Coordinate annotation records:
** BEGIN **

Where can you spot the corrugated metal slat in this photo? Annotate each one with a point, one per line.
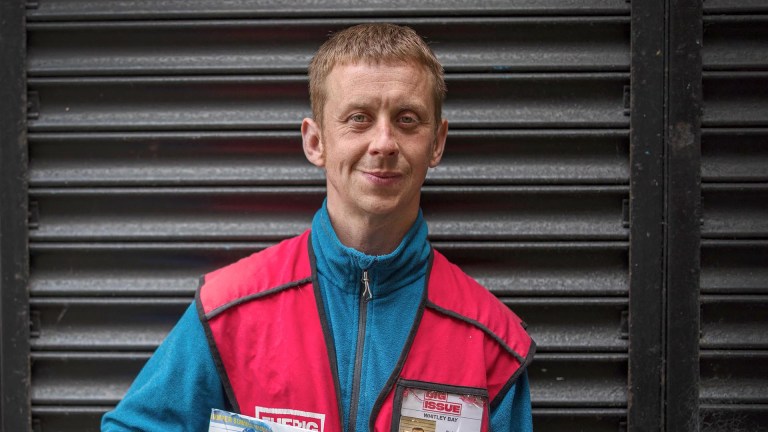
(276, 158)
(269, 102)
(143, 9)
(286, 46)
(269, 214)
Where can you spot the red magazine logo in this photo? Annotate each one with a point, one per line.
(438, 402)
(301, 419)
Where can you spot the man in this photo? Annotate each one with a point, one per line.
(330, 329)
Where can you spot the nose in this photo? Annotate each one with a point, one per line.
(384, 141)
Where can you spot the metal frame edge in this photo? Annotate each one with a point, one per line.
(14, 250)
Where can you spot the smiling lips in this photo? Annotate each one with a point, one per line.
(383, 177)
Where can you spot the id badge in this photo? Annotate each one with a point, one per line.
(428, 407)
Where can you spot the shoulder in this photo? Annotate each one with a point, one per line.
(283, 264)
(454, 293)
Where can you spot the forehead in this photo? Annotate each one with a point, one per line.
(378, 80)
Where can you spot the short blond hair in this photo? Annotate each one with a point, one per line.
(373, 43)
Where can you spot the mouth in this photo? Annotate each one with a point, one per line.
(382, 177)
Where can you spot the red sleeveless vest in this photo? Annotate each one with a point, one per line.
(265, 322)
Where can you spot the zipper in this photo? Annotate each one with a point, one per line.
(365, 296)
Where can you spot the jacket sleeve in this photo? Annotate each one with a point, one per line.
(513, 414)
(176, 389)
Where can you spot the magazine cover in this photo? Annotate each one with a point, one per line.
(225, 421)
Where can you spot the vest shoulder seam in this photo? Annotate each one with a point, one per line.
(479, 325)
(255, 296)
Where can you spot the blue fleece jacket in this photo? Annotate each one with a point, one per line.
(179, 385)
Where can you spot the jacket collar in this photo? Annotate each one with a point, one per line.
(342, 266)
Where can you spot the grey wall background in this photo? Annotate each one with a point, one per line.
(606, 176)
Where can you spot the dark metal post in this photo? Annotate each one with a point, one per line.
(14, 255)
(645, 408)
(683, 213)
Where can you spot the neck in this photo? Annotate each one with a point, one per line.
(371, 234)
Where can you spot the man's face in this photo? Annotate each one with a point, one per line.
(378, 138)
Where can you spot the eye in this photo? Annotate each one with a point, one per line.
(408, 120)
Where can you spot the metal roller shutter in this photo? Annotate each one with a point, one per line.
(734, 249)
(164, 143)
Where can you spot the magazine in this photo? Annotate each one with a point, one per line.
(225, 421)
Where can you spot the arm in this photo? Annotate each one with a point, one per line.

** END **

● Exercise directions:
Give all the lines above again, character for character, without pictures.

● Problem solution:
Where can you spot the corrugated metal slat in this photo? Annotate each one with a point, one per line.
(276, 158)
(269, 102)
(143, 9)
(286, 46)
(269, 214)
Where can you spot the red magazine logo in this photo? Annotate each one with a point, one per line.
(438, 402)
(301, 419)
Where can you spot the man in this photo? Annotate each one with a point, one per line.
(330, 329)
Where can you spot the nose in this photo? Annotate each one with a point, one per line.
(384, 141)
Where can you spot the metal frame edge in this photo? Annotate each one with a point, one per line.
(14, 250)
Where can you spot the smiling lips in this photo? Annotate each one with a point, one per line.
(383, 177)
Where can you spot the id badge in this photo? Annotate each one with a point, one per line.
(428, 407)
Where can you spot the shoulder in this photo? Annotate each one with a point, one per line.
(283, 264)
(454, 293)
Where can you spot the forehead in this photo? Annotate each one with a point, one per line.
(378, 80)
Where can you spot the short blond hair in this photo? Annotate each one with a point, one per line.
(373, 43)
Where can you spot the mouth in this photo? Annotate each one with a point, one per line.
(382, 177)
Where can you spot the red sleeveless vest in this photo? Annotate each one with a point, one per line.
(265, 322)
Where can you spot the zipper in this photo? Annotate each one with a point, one per line.
(365, 296)
Where can you spot the jacket sleeve in this photo? Annotate each one with a point, one per line.
(513, 414)
(176, 389)
Where can you spot the magazine cover in this photo? Annotate each one with a point, one per line.
(225, 421)
Where can you spot the vest shoulder seam in this photo? Annotate each one with a point, one per line.
(479, 325)
(255, 296)
Where can you spot the blue fleece jacket in this photo? Annotate each one with a point, one per line.
(179, 385)
Where can you spot the jacket collar in this photo? Annotate each one with a point, one per line.
(342, 266)
Where can you spot the grey wall background in this photo? Annotate each one with a point, one per line.
(606, 176)
Where can you spot the dark metal post in this photo? Annotate each one with a point, one per line.
(14, 255)
(645, 408)
(683, 213)
Where can you spot the neck in this photo? Annotate each one with a point, one per line.
(371, 234)
Where can you spot the man's face in this photo? Annotate each one with a point, one per line.
(378, 138)
Where can you spot the eye in this photo? Annotate each one with a point, one per line.
(408, 120)
Where can you spot the metal roller shutter in this photo? Annotate each one with a point, one per line.
(734, 249)
(164, 143)
Where can you spot the magazine in this photo? Annotate each one with a point, one per line.
(225, 421)
Where can you spot the arm in this photo? Annotate each one with a point, one per line.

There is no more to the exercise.